[Stored items]

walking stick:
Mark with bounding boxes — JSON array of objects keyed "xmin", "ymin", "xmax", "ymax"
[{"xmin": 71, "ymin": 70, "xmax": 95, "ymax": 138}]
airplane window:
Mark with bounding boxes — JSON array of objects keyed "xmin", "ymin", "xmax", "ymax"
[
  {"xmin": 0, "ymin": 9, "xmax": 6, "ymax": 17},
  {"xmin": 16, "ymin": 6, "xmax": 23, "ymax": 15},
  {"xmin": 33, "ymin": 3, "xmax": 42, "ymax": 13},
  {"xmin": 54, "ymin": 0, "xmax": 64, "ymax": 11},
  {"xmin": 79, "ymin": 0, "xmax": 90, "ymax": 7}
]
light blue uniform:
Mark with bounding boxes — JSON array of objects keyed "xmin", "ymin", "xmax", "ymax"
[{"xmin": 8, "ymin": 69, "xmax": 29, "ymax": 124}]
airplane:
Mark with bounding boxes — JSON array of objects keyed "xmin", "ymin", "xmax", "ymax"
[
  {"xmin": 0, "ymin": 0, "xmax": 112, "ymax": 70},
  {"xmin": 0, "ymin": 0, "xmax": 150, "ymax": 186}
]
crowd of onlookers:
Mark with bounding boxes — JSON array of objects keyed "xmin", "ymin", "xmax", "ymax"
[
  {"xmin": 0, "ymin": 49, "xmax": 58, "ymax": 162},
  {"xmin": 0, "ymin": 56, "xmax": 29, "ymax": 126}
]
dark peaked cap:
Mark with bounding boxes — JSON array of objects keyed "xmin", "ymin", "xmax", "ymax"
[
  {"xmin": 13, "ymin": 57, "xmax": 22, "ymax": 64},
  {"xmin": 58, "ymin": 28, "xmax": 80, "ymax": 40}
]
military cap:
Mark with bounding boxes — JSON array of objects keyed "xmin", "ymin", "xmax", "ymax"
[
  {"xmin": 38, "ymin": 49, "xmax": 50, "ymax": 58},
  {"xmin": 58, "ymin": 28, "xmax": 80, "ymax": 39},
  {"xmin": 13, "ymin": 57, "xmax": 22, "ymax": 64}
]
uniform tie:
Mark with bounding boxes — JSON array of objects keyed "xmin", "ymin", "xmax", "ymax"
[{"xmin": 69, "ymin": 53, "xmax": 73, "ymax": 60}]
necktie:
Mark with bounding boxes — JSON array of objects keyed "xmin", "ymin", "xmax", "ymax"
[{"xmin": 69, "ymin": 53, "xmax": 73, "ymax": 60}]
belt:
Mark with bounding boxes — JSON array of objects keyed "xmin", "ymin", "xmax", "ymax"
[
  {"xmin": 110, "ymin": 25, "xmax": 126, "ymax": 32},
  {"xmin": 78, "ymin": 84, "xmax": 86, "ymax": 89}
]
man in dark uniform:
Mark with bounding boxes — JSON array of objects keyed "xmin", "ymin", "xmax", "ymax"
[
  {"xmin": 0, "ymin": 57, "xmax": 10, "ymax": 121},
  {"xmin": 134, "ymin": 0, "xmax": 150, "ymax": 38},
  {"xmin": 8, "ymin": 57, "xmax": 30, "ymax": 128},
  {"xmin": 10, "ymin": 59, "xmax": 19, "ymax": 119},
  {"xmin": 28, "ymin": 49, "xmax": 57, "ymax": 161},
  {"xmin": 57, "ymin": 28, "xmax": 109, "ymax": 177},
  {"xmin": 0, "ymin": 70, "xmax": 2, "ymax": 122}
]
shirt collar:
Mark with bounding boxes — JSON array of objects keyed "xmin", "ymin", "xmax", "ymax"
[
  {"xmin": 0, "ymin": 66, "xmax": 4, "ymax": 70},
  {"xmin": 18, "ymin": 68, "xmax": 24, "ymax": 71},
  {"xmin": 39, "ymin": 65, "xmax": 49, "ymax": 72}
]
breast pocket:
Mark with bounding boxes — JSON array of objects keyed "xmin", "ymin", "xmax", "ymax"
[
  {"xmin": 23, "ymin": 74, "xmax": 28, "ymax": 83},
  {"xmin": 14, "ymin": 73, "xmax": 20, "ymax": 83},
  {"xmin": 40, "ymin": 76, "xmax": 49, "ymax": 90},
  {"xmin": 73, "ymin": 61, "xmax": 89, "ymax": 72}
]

* EXERCISE
From the entries above, extract each line containing "uniform".

* ANSWER TO THIS EXERCISE
light blue uniform:
uniform tie:
man in dark uniform:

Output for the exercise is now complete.